*Quoted passage*.
--- start ---
The Army Corps of Engineers, which manages Falls Lake, recently issued a forecast that suggested the lake, which is Raleigh's primary source of drinking water, would run dry this summer.

City Council Member Rodger Koopman wants the city to consider tougher restrictions at its meeting next Tuesday. The council voted last week to begin Stage 2 water restrictions this Friday.

With talk of even tougher restrictions, builders and developers are worried about a possible moratorium on development. The city has continued to issue hundreds of building permits throughout the drought.

"Should we stop construction on new development at least for a while while we figure out what's facing us?" Koopman said, is a question the City Council needs to consider.

Koopman said a building ban may be necessary if the levels at Falls Lake continue to drop.

"From a homebuilding standpoint, the word moratorium is something that makes us all shudder," said Dan Tingen, of Tingen Construction Co.

The Raleigh system serves the city and Rolesville, Zebulon, Wendell, Garner, Knightdale and Wake Forest. Last year, builders pulled more than 54,000 permits for new homes and businesses.

Raleigh had the most permits. A moratorium would put a halt to all new development in the city.

“We're now looking at the preservation of the economic viability of our region," Koopman said.
--- end ---
*Data extract*.
--- start ---
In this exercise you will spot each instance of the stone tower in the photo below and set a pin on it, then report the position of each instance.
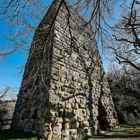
--- end ---
*Tasks to complete*.
a - From the article on Raleigh's water restrictions, extract the passage from "The Army Corps" up to and including "dry this summer.".
b - Which towns other than Raleigh does the article on Raleigh's water restrictions say the Raleigh system serves?

*Exercise solutions*.
a -
The Army Corps of Engineers, which manages Falls Lake, recently issued a forecast that suggested the lake, which is Raleigh's primary source of drinking water, would run dry this summer.

b -
- Rolesville
- Zebulon
- Wendell
- Garner
- Knightdale
- Wake Forest